**ASSIGNED TASK**
Say only how many lines in the entries below contain the word "black".
── INFORMATION GIVEN ──
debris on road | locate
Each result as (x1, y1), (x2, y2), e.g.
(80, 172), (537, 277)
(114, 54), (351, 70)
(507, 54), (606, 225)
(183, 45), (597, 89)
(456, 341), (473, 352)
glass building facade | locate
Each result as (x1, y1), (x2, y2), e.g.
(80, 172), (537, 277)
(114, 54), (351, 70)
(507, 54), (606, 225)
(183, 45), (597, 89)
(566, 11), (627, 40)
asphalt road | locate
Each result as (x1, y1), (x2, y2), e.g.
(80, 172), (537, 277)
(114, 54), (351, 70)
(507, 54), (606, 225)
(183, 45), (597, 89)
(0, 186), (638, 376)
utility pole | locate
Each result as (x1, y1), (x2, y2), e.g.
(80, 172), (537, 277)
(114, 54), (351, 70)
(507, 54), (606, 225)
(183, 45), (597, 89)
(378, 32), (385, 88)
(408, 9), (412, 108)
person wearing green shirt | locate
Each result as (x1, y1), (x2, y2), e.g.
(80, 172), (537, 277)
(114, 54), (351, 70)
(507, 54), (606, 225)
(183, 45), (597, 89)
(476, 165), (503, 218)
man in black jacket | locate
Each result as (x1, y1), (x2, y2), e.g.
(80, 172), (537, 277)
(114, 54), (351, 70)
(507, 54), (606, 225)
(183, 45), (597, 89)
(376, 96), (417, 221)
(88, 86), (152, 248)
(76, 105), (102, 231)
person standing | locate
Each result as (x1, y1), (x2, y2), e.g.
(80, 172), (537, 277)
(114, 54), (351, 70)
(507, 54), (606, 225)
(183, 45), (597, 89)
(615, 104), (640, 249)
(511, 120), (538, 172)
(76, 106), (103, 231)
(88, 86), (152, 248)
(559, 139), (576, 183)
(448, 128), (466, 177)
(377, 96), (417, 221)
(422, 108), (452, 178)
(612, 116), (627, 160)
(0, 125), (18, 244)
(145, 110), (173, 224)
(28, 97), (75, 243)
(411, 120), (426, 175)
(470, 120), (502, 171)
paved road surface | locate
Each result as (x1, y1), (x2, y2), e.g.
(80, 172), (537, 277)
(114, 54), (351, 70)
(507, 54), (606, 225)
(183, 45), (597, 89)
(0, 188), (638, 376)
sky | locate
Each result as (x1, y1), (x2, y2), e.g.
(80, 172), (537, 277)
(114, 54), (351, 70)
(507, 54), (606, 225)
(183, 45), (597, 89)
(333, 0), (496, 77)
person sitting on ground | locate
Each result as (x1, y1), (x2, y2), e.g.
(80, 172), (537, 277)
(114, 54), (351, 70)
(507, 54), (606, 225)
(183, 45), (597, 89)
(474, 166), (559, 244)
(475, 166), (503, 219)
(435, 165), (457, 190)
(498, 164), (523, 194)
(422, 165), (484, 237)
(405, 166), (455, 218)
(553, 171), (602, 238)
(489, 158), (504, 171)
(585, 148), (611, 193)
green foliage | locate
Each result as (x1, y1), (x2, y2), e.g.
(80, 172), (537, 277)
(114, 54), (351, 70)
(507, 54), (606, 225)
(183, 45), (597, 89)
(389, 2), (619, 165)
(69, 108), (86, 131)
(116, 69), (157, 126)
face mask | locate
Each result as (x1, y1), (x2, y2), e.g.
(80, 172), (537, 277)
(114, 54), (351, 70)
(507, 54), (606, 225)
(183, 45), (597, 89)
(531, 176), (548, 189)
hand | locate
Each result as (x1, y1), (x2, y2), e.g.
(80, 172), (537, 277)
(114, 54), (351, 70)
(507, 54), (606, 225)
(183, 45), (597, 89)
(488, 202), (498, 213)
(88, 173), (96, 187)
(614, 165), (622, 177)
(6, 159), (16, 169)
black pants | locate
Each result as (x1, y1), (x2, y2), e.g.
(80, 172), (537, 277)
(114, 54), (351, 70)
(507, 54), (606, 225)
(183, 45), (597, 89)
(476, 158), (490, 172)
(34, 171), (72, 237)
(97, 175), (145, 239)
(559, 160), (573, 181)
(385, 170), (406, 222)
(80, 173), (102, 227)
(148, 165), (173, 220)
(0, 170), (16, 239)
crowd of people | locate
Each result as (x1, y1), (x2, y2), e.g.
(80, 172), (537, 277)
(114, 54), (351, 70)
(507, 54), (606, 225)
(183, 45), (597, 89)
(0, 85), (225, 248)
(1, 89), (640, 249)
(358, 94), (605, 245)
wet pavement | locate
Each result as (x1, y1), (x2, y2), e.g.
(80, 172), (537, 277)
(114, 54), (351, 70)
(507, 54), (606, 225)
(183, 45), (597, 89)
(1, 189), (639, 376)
───
**WRITTEN SOLUTION**
2